> WRITTEN PROBLEM
Count how many of the lines below contain the string "belt" with the same capitalization, and reply with that number only.

^^^^

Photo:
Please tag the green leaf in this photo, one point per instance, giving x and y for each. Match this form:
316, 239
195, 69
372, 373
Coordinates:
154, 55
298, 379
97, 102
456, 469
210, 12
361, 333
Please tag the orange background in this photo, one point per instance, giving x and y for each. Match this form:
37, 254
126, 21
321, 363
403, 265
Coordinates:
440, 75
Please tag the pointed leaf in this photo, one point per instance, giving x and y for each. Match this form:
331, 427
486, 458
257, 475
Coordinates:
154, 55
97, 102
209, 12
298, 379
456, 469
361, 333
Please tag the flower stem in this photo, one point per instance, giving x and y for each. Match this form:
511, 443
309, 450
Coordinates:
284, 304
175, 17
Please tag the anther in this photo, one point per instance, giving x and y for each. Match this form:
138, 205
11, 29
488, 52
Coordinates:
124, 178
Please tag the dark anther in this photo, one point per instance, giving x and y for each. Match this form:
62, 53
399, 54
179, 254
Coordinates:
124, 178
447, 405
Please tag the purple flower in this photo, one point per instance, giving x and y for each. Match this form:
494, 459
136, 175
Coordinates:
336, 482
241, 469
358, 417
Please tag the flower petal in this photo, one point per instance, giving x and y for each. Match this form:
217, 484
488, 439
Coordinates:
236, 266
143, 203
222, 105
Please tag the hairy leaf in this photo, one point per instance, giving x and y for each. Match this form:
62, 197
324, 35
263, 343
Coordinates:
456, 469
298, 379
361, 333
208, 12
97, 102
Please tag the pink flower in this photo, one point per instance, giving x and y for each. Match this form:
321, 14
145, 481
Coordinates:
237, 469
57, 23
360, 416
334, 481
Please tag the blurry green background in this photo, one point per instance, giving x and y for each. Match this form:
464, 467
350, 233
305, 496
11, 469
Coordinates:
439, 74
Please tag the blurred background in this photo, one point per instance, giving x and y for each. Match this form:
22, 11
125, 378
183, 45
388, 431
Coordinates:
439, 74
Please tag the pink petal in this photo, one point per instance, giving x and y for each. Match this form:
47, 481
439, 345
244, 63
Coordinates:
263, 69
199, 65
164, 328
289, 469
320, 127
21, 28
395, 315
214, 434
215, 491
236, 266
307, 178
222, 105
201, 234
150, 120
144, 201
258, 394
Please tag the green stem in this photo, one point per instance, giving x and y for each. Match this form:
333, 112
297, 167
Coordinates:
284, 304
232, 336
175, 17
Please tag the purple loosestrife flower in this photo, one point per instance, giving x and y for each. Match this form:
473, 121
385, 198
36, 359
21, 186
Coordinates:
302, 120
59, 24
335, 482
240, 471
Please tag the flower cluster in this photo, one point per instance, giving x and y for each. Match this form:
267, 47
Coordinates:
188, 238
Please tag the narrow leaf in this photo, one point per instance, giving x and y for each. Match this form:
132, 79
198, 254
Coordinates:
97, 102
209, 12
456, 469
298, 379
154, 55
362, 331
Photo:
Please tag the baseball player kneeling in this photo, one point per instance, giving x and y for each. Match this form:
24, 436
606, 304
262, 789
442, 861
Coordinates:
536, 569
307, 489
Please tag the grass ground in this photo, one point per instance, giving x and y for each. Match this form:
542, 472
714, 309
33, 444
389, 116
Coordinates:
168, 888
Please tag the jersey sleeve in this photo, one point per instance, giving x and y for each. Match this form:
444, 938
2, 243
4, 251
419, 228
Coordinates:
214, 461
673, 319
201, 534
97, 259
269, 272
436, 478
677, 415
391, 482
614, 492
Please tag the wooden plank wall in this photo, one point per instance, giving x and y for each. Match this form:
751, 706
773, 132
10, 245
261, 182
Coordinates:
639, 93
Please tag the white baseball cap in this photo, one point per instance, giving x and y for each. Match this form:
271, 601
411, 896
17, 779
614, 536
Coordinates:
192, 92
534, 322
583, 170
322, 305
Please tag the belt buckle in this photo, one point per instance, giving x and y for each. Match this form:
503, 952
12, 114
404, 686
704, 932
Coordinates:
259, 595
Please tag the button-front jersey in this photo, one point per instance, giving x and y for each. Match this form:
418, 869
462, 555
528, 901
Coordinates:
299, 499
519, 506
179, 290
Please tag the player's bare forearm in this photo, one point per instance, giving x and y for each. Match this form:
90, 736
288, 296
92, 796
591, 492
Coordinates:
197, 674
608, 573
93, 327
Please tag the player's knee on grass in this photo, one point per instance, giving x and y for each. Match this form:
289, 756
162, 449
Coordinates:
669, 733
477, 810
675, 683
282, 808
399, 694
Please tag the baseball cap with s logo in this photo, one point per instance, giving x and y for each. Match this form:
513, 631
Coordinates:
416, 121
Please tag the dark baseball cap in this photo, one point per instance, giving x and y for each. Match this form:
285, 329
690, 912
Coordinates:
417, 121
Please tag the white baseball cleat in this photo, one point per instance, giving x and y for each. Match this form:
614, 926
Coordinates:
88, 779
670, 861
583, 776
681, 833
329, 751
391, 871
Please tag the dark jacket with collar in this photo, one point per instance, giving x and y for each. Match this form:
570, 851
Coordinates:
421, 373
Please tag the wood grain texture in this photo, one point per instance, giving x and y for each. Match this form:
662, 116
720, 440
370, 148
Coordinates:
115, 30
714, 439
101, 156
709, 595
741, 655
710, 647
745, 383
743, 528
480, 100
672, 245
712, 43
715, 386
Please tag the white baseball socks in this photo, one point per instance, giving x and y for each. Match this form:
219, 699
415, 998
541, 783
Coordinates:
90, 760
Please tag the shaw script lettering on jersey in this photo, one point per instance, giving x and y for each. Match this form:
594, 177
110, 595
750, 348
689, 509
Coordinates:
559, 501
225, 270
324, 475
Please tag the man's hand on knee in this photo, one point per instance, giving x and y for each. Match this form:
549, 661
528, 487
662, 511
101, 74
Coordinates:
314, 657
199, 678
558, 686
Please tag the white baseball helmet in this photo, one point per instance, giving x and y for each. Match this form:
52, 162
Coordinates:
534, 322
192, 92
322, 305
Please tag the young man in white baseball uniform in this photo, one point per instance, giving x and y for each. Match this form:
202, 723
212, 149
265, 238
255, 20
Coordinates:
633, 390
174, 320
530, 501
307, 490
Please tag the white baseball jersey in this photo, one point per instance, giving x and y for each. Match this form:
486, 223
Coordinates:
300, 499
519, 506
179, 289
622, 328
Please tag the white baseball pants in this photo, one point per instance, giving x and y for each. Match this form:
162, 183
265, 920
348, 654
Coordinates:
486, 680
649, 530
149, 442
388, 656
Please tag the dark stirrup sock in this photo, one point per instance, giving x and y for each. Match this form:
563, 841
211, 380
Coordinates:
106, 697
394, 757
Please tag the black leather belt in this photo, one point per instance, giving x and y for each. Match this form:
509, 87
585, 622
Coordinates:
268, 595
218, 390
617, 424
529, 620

^^^^

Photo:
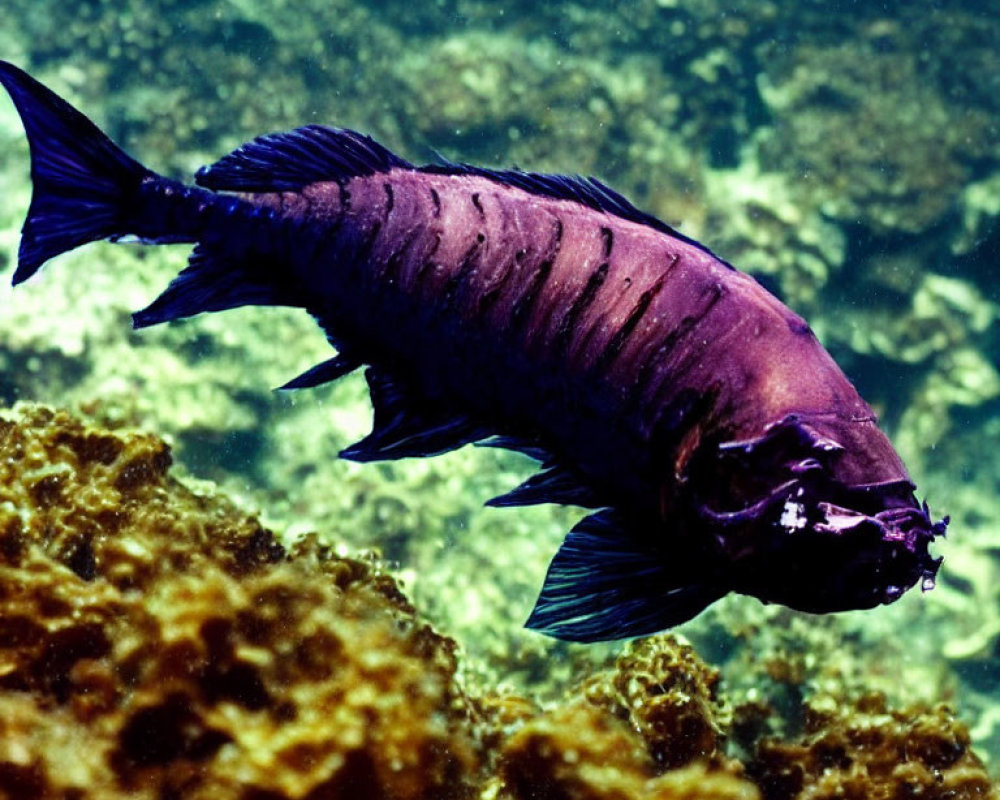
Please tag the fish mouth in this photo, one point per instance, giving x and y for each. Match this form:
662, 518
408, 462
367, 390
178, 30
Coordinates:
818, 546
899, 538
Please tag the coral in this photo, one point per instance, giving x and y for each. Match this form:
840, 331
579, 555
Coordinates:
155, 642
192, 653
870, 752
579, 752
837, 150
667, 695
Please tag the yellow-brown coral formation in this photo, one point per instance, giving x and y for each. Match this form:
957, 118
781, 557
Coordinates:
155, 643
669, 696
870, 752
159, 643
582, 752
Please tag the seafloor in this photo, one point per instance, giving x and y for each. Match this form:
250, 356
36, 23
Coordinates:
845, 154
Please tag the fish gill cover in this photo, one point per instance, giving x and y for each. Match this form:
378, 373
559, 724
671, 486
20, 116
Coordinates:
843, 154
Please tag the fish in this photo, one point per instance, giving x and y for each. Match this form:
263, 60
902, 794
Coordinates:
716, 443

^^^^

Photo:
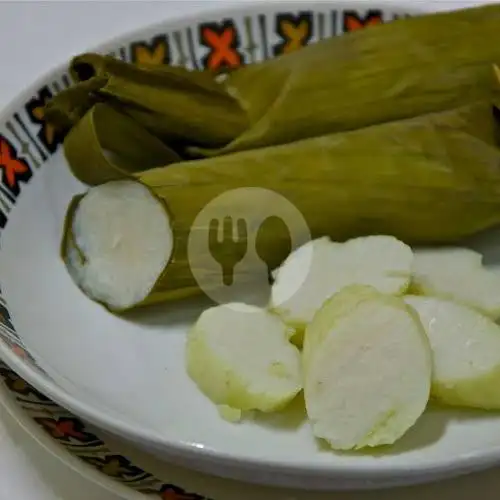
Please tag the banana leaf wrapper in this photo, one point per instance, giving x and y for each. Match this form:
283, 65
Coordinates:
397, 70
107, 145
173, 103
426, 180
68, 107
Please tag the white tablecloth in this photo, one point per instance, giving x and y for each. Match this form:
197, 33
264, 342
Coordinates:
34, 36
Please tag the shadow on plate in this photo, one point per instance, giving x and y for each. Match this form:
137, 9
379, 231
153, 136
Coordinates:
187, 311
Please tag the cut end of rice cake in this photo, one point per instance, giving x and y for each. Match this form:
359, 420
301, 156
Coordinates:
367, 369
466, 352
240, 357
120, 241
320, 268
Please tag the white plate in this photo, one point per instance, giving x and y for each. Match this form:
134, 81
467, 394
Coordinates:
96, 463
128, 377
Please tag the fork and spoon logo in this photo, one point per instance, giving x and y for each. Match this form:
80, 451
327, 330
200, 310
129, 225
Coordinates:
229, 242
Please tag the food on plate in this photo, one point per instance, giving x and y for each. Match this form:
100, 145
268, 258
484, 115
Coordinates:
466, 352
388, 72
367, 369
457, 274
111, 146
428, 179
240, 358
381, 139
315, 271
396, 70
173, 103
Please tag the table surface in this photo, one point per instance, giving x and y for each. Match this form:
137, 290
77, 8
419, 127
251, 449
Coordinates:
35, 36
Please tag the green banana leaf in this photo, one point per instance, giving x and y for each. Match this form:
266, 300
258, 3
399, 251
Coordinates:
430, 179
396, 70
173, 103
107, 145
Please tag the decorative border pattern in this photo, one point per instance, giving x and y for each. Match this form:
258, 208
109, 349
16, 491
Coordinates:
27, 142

^^^^

> THE SOLUTION
2